──────── SOURCE EXCERPT ────────

Wednesday, September 28, 2016

blooming in autumn


blooming in autumn --
bottle gentian, pried open
only by bumblebees

Late September, I am looking for the last blue blossoms of great blue lobelia to see if the seeds swelling along the stem are ready to harvest. Not quite. Nearby, the flowers of cup plants, once hoisted aloft on 3 meter high stems, have gone to seed, shattering at my touch. Almost hidden beneath the giant cup plant leaves on the ground, I discover a late-blooming wildflower, bottle gentian. Clusters of striped lavender blossoms, nearly closed at the top, look more like buds than full-blown flowers. Only the burly bumblebee is strong enough to push open the corollas to sip on the nectar inside the "bottle."

Friday, September 23, 2016

blooming between bricks


blooming between bricks
beside the iron streetlamp
bright pink petunias

A day past the autumn equinox, but it feels like the height of summer, hot and humid. No hand planted petunias here, but these enterprising flowers seem happy to keep on growing in a tiny bit of dirt between the brick sidewalk and the concrete base of the iron streetlamp. It makes me reflect that soft yet hardy plants will be here long after the iron streetlamp has rusted away and the concrete and bricks have broken into pieces.

Wednesday, September 21, 2016

in the ditch between


in the ditch between
mono-crop fields and highway,
prairie grass and wildflowers

I love the deep ditches between the blacktop and the fields of corn and soybeans. Too steep to mow, they harbor prairie grasses and a parade of wildflowers. Right now, at the autumn equinox, the narrow strips are mostly bright yellow sunflowers and goldenrod, with complementary splashes of purple asters.


Harvesting has begun. Green and yellow machines like enormous grasshoppers are cutting down and scooping up the dry soybeans, raising clouds of brown dust, then disgorging the beans into hopper trucks. The field corn is still a little green, but it will soon fall to the sharp teeth of the combines. Both mono-crops are grown with heavy doses of synthetic fertilizers and pesticides, so perhaps it's no wonder that wild plants thrive where they do. But insects, especially honeybees and Monarch butterflies, take a heavy hit.

──────── GIVEN DATA ────────

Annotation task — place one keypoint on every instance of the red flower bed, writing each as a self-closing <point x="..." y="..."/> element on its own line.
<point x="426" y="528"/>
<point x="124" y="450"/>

────────

From the wildflower journal above, reproduce word for word the passage that begins with the words containing "Harvesting has begun." and ends with "a heavy hit.".

ANSWER FOR THE TASK
Harvesting has begun. Green and yellow machines like enormous grasshoppers are cutting down and scooping up the dry soybeans, raising clouds of brown dust, then disgorging the beans into hopper trucks. The field corn is still a little green, but it will soon fall to the sharp teeth of the combines. Both mono-crops are grown with heavy doses of synthetic fertilizers and pesticides, so perhaps it's no wonder that wild plants thrive where they do. But insects, especially honeybees and Monarch butterflies, take a heavy hit.